Source text:
=======
# Pushing people away



## acidicwithpanic (May 14, 2014)

Are you afraid of people getting too close to you (and too quickly)? If so, are trust issues involved?


----------



## tehuti88 (Jun 19, 2005)

Yes, because it seems like the more interested a person is in getting to know me, the quicker they'll lose interest (seriously--the people who excitedly bombard me with questions and comments about how, say, my writing changed their life, I never hear from them again :| ), and even almost all of the ones I spent a good deal of time getting to know and trust ended up either turning on me really viciously, or forgetting I exist, or sometimes even both. -_- (For example, was in touch with one guy online and via snail mail for years, then out of the blue he just decided to stop writing to me. Was still always logged online on a site we both belonged to, just not communicating with me. Never did find out why.)

I have really crappy luck keeping friends, or else really crappy taste in choosing who to trust. :sigh

Needless to say I've developed serious abandonment issues, and I know from experience that people hate "clingers," so it's better/easier to just keep everyone at a distance. Yeah, I'll still be painfully lonely...but at least I won't be hurt again.


----------



## rockyraccoon (Dec 13, 2010)

I do yeah. But for me it's not the fear of rejection that bothers me. What bothers me is the fear of acceptance. Because if I were accepted by a girl I would be in a state of socialization, which would further an increase in my anxiety thus making me nervous. For years this was the attitude I had; however, I am trying to get over this. Lately I have had a boost in confidence so I guess I am more receptive to the idea of having a girlfriend.


----------



## a degree of freedom (Sep 28, 2011)

I don't think people can get closer to me any faster than the natural rate at which I let people in or form bonds. I'm really not sure if I'm more or less trusting than the average. Trust is proportional to the relative damage possible from betraying it, but mostly I don't feel like people can do a lot of damage so it can seem like I'm trusting them when really I just don't think a lot is on the line. That might be because I form emotional bonds very slowly and not often very strongly. I have mixed feelings about whether that's a good thing or a bad thing. I guess I don't know.


----------



## LilMeRich (Jun 2, 2017)
=======
Entries provided:
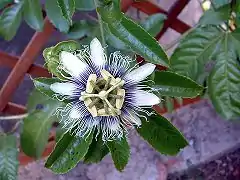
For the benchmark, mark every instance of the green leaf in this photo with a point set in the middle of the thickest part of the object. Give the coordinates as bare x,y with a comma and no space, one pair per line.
219,3
59,133
67,9
133,35
33,14
8,158
51,55
37,124
224,80
171,84
120,152
216,17
97,151
43,85
68,152
162,135
169,102
85,5
3,3
196,49
10,20
80,29
55,16
154,23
=======
Brief 1: From the forum thread on pushing people away, write out the part that opens with the words containing "I have really" and closes with "having a girlfriend.".
Brief 2: Continue the forum thread on pushing people away from the point where it stops.
Nothing in the records is needed here.

Exercise response 1:
I have really crappy luck keeping friends, or else really crappy taste in choosing who to trust. :sigh

Needless to say I've developed serious abandonment issues, and I know from experience that people hate "clingers," so it's better/easier to just keep everyone at a distance. Yeah, I'll still be painfully lonely...but at least I won't be hurt again.


----------



## rockyraccoon (Dec 13, 2010)

I do yeah. But for me it's not the fear of rejection that bothers me. What bothers me is the fear of acceptance. Because if I were accepted by a girl I would be in a state of socialization, which would further an increase in my anxiety thus making me nervous. For years this was the attitude I had; however, I am trying to get over this. Lately I have had a boost in confidence so I guess I am more receptive to the idea of having a girlfriend.

Exercise response 2:
I feel like an interesting person and would love to share it with others. I tend to reveal bits of information of myself in stages, however because I like letting friends find out the real 'me' I push people away as they think I'm dull for not being up front straight away. 
In my view it's better to find things about others over time rather than put your eggs in one place. 

More recently I haven't got close to anyone to push them away.


----------



## Malek (Oct 4, 2012)

Yes, trust no one...

Everyone I ever trusted in my entire life has hurt me in some form emotionally and/or physically.

I'm tired of being hurt, it's time to respect and lookout for myself more.

It's.... All I Have...


----------



## Deaf Mute (Jun 12, 2017)

Yeh, especially if I like the persons. It's easier to be more open on here because other people suffer similar experiences and can understand, irl however I tip-toe and try to maintain some distance.


----------



## harletta (Nov 4, 2012)

Someone I knew a few years ago said that I pushed people away once, but I don't agree with that. I've never felt close to anyone at any point in my life.


----------



## Blue Dino (Aug 17, 2013)

Whenever that happens to me, it is usually because they want something from me. When they know they won't get it, they just vanished and evaporated from humanity.


----------



## insertannonusernamehere (Aug 19, 2017)

yes, I constantly push people away whenever they want to be closer. I'm not sure why though. The people I push away are people that I really admire. I am afraid that they will want me to be one of their may friends and I find it hard to be friends with people who have friends. Then you become some sort of social group and that freaks me out.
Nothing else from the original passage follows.